===== Source document

Assessment of the 2019 Presidential Elections in Sri Lanka


The conclusion of the eighth Sri Lankan Presidential elections on 16 November 2019, has sparked much concern for the democracy of the nation and its people. According to the official results, the election drew to a close with opposition candidate Gotabhaya Rajapaksa of the Sri Lanka Podujana Peramuna (SLPP) claiming victory, receiving 52.25 percent of the island wide votes and his main opponent, Sajith Premadasa of the United National Party (UNP)conceded gracefully, amassing 41.99 percent of the votes. The results have been surprising, as it provides a clear indication of the ethnic, religious and linguistic divide among the citizens of Sri Lanka.

The depictions of voting results suggest the continuity of the ethnic polarisation across the island. The majority of the votes obtained byPremadasa were secured from the Tamil and Muslim minority regions of the North and East, whereas Rajapaksa accumulated votes from the provinces consisting of the Sinhalese-Buddhist majority. The monopolising political parties created much difficulty for alternative party candidates to get a foot in the door. This may also contribute to the strong distinctive partition in the Sri Lankan society, which was displayed through their voting behaviour. It is pertinent that the new President and the government take the potential rise of ethnic polarisation into consideration and act collectively and responsibly for democracy to prevail.

==========
===== Records provided

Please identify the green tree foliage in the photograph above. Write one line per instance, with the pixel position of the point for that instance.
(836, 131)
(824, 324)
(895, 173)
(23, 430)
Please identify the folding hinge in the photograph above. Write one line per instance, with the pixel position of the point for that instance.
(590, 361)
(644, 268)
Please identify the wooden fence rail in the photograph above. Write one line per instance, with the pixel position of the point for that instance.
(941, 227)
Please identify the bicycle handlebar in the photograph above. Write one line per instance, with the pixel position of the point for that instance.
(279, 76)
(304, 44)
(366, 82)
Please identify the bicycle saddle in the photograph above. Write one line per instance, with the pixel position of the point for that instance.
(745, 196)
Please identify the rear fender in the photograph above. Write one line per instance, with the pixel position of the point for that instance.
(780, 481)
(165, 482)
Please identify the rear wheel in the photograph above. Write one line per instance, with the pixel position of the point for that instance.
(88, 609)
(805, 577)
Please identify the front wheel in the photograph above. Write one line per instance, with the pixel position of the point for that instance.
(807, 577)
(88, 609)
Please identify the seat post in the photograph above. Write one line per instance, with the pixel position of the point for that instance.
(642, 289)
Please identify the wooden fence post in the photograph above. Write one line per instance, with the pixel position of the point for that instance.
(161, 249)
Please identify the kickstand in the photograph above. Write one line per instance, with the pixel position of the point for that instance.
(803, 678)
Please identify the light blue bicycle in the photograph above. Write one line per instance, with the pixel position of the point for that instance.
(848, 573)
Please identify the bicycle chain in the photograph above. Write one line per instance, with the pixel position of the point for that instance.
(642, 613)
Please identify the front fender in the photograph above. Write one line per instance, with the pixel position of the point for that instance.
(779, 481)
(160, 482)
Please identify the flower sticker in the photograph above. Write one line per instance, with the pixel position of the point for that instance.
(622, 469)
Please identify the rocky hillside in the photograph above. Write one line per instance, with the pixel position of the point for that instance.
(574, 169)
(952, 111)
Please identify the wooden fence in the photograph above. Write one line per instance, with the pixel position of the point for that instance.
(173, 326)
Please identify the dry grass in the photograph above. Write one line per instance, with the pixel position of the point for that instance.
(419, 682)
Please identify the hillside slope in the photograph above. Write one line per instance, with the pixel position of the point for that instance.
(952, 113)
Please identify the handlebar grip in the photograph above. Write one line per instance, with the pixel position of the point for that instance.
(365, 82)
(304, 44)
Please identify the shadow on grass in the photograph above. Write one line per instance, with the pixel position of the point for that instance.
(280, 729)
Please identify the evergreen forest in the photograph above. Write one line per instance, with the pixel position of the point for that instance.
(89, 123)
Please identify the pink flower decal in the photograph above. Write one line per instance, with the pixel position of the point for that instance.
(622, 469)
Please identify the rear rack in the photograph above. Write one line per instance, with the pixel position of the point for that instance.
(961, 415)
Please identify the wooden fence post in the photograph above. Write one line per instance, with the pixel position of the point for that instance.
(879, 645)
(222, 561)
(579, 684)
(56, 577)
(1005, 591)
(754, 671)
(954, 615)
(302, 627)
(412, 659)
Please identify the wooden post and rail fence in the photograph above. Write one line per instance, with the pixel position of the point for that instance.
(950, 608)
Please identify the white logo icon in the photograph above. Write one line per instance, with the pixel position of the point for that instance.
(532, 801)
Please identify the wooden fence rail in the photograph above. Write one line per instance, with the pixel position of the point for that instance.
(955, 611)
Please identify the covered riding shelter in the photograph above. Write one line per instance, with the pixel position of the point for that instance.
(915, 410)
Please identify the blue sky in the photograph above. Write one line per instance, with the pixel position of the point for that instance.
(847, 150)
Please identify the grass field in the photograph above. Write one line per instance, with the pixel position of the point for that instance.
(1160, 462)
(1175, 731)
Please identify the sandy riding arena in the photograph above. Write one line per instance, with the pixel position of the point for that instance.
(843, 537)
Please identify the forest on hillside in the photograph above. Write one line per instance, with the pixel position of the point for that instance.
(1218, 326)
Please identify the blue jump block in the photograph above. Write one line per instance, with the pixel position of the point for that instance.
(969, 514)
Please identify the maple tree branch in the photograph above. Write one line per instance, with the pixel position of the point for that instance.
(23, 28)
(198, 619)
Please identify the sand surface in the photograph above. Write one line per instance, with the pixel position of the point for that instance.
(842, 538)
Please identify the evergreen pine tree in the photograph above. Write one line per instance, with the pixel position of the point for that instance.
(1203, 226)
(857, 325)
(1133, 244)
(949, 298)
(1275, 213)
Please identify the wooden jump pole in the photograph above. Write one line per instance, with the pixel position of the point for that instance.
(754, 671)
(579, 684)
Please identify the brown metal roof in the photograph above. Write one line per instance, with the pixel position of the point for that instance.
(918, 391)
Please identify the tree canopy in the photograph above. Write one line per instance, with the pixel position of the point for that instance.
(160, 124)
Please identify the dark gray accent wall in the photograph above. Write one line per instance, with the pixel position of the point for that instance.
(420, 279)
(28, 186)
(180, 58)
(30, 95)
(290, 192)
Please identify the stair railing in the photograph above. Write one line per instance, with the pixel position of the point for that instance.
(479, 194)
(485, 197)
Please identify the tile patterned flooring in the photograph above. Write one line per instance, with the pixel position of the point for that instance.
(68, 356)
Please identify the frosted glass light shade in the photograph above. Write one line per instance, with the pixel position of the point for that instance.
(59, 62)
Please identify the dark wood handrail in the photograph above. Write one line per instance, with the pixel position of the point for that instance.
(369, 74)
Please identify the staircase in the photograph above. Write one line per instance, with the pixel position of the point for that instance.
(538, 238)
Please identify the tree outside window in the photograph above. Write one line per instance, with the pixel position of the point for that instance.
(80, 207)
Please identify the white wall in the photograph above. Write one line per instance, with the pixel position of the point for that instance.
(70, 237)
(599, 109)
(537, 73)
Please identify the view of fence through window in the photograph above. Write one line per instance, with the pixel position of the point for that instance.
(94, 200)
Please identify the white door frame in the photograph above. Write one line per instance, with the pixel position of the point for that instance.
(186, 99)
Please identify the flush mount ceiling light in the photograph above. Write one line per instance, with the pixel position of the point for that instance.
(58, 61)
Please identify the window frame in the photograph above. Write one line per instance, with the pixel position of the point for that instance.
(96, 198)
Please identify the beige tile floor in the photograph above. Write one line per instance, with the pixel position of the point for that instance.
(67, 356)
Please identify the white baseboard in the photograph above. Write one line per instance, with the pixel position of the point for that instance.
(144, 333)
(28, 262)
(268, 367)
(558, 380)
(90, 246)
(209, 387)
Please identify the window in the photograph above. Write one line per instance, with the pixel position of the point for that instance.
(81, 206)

==========

▶ Challenges
1 > Edit the part of the Sri Lanka election assessment that opens with the words containing "Assessment of the" and closes with "of Sri Lanka." so that "percent" becomes "per cent", and give that part in full.
2 > Give the number of lines in the records that contain the string "light", treating case as significant. Reply with the number only.

▶ Answer set
1 >
Assessment of the 2019 Presidential Elections in Sri Lanka


The conclusion of the eighth Sri Lankan Presidential elections on 16 November 2019, has sparked much concern for the democracy of the nation and its people. According to the official results, the election drew to a close with opposition candidate Gotabhaya Rajapaksa of the Sri Lanka Podujana Peramuna (SLPP) claiming victory, receiving 52.25 per cent of the island wide votes and his main opponent, Sajith Premadasa of the United National Party (UNP)conceded gracefully, amassing 41.99 per cent of the votes. The results have been surprising, as it provides a clear indication of the ethnic, religious and linguistic divide among the citizens of Sri Lanka.

2 > 3